* [EXERCISE OBJECTIVE]:
Transcribe exactly the stretch of lines beginning at the one containing "You are given a photograph. Could you point to the fur" and closing with the last line of the entries below. Omit images.

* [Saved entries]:

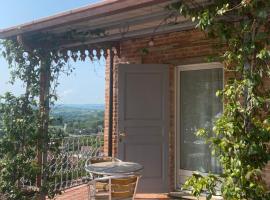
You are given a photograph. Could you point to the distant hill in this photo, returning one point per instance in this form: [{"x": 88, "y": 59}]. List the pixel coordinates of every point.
[
  {"x": 79, "y": 118},
  {"x": 85, "y": 107}
]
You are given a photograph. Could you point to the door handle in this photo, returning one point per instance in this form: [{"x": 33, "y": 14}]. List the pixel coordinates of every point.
[{"x": 122, "y": 135}]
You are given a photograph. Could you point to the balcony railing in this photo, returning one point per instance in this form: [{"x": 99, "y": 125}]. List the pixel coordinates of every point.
[
  {"x": 67, "y": 166},
  {"x": 66, "y": 163}
]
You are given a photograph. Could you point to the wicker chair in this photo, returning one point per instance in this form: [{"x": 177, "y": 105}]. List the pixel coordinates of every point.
[{"x": 118, "y": 188}]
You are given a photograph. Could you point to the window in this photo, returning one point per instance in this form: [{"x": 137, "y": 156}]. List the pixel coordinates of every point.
[{"x": 198, "y": 107}]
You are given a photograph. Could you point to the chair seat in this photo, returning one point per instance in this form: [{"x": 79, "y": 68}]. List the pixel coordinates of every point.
[{"x": 102, "y": 186}]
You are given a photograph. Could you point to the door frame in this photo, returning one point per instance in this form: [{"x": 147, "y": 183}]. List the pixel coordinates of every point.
[
  {"x": 165, "y": 161},
  {"x": 178, "y": 70}
]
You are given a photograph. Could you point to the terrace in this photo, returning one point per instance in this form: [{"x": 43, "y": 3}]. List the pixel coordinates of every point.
[{"x": 159, "y": 91}]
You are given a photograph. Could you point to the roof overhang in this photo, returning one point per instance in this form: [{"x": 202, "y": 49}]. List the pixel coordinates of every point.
[{"x": 116, "y": 19}]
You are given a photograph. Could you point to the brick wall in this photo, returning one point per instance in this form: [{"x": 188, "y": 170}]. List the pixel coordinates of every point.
[{"x": 174, "y": 49}]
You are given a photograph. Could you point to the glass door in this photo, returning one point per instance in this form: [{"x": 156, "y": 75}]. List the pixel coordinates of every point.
[{"x": 198, "y": 108}]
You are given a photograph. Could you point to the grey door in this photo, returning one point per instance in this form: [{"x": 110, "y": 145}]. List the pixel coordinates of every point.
[{"x": 144, "y": 122}]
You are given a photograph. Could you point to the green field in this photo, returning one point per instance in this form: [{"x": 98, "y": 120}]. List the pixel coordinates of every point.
[{"x": 84, "y": 119}]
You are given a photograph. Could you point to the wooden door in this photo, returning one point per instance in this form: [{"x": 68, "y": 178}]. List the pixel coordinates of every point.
[{"x": 144, "y": 122}]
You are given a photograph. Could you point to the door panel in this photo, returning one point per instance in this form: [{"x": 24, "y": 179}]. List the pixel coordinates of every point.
[{"x": 144, "y": 118}]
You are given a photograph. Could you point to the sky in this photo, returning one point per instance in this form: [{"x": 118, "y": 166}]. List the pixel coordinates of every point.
[{"x": 86, "y": 84}]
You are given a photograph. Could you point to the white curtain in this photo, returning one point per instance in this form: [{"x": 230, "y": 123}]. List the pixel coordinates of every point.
[{"x": 199, "y": 107}]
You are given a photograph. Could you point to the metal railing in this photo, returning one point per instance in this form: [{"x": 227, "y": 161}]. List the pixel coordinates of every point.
[{"x": 67, "y": 165}]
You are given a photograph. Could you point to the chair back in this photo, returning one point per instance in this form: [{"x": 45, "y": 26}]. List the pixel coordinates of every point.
[
  {"x": 124, "y": 187},
  {"x": 94, "y": 160}
]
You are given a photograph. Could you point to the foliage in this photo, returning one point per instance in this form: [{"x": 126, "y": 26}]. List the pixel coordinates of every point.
[
  {"x": 17, "y": 147},
  {"x": 242, "y": 134},
  {"x": 23, "y": 117}
]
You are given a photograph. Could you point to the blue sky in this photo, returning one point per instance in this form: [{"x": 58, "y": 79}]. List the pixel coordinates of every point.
[{"x": 86, "y": 84}]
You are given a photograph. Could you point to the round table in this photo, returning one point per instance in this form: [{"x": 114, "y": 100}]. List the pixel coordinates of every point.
[{"x": 114, "y": 168}]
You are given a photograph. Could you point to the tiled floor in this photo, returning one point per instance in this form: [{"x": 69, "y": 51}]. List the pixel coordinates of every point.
[{"x": 80, "y": 193}]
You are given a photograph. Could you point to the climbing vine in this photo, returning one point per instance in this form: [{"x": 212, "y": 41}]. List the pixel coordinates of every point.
[
  {"x": 25, "y": 118},
  {"x": 241, "y": 135}
]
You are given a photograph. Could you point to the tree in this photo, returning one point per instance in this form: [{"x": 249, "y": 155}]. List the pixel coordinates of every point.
[{"x": 242, "y": 134}]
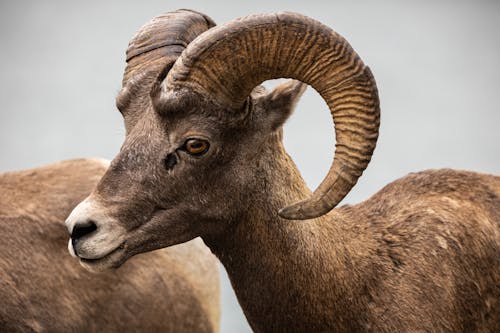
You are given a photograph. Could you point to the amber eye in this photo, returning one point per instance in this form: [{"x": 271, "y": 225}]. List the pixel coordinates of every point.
[{"x": 196, "y": 147}]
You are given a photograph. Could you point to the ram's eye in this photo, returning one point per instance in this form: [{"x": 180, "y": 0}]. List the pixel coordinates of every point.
[{"x": 196, "y": 147}]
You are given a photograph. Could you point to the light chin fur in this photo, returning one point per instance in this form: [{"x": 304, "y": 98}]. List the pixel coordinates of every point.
[{"x": 110, "y": 261}]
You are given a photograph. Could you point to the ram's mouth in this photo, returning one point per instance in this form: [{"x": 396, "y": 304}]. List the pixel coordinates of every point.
[{"x": 113, "y": 259}]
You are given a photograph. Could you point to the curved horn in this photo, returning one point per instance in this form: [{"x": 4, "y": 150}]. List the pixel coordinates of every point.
[
  {"x": 227, "y": 62},
  {"x": 161, "y": 40}
]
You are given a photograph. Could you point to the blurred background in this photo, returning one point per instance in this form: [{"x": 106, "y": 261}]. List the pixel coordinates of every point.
[{"x": 435, "y": 62}]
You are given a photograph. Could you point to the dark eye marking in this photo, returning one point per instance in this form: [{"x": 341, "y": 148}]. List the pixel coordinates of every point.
[
  {"x": 170, "y": 161},
  {"x": 196, "y": 147}
]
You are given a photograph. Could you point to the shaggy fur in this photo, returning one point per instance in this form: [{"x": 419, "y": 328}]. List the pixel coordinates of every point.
[
  {"x": 43, "y": 289},
  {"x": 422, "y": 255}
]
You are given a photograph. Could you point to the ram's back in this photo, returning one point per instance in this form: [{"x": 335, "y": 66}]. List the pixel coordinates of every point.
[{"x": 44, "y": 289}]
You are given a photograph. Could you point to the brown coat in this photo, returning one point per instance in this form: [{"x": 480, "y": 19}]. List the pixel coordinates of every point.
[{"x": 43, "y": 289}]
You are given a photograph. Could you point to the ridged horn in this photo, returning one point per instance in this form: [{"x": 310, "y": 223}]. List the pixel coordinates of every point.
[
  {"x": 161, "y": 40},
  {"x": 225, "y": 63}
]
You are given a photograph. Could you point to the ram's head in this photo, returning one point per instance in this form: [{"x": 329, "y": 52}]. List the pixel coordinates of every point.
[{"x": 204, "y": 142}]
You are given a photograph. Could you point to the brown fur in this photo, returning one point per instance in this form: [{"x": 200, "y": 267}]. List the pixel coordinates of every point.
[
  {"x": 421, "y": 255},
  {"x": 43, "y": 289}
]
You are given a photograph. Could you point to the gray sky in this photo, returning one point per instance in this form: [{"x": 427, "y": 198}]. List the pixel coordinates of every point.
[{"x": 435, "y": 62}]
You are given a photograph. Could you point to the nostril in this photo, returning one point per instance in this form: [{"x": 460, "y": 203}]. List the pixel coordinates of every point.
[{"x": 82, "y": 229}]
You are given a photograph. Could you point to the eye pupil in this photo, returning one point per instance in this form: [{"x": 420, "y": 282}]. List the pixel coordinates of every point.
[
  {"x": 196, "y": 146},
  {"x": 170, "y": 161}
]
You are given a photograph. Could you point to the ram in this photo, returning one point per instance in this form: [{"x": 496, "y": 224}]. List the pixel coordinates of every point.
[
  {"x": 205, "y": 158},
  {"x": 42, "y": 289}
]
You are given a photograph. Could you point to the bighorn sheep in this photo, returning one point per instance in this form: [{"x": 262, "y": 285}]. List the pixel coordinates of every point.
[
  {"x": 205, "y": 158},
  {"x": 42, "y": 289}
]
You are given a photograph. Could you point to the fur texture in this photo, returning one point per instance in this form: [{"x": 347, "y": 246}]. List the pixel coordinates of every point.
[{"x": 43, "y": 289}]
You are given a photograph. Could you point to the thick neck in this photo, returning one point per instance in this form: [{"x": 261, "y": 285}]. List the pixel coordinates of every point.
[{"x": 287, "y": 274}]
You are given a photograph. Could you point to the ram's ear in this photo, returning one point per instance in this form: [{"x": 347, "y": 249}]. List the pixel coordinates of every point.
[{"x": 279, "y": 104}]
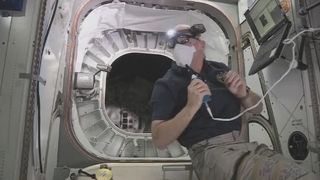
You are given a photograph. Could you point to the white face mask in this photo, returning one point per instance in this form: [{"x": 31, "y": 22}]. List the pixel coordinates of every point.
[{"x": 183, "y": 54}]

* [COMPLETED TASK]:
You are given a photograph. Could you point to the fur texture in this photo, returning one point per instance in this form: [{"x": 347, "y": 246}]. List the pixel coordinates of every point.
[{"x": 43, "y": 289}]
You are given a photograph. Could you point to the thick neck in this photo, returning one point per instance in this form: [{"x": 261, "y": 285}]. List the pixel coordinates of every point.
[{"x": 287, "y": 274}]
You are given a photograph. Could you point to the ram's ear in this photo, returning one point per instance in this form: [{"x": 347, "y": 249}]. List the pixel coordinates of every point.
[{"x": 279, "y": 104}]
You are given a photograph. Could you point to the white face mask in this photo, returning one point per instance in this form: [{"x": 31, "y": 22}]. List the pixel coordinates of every point.
[{"x": 183, "y": 54}]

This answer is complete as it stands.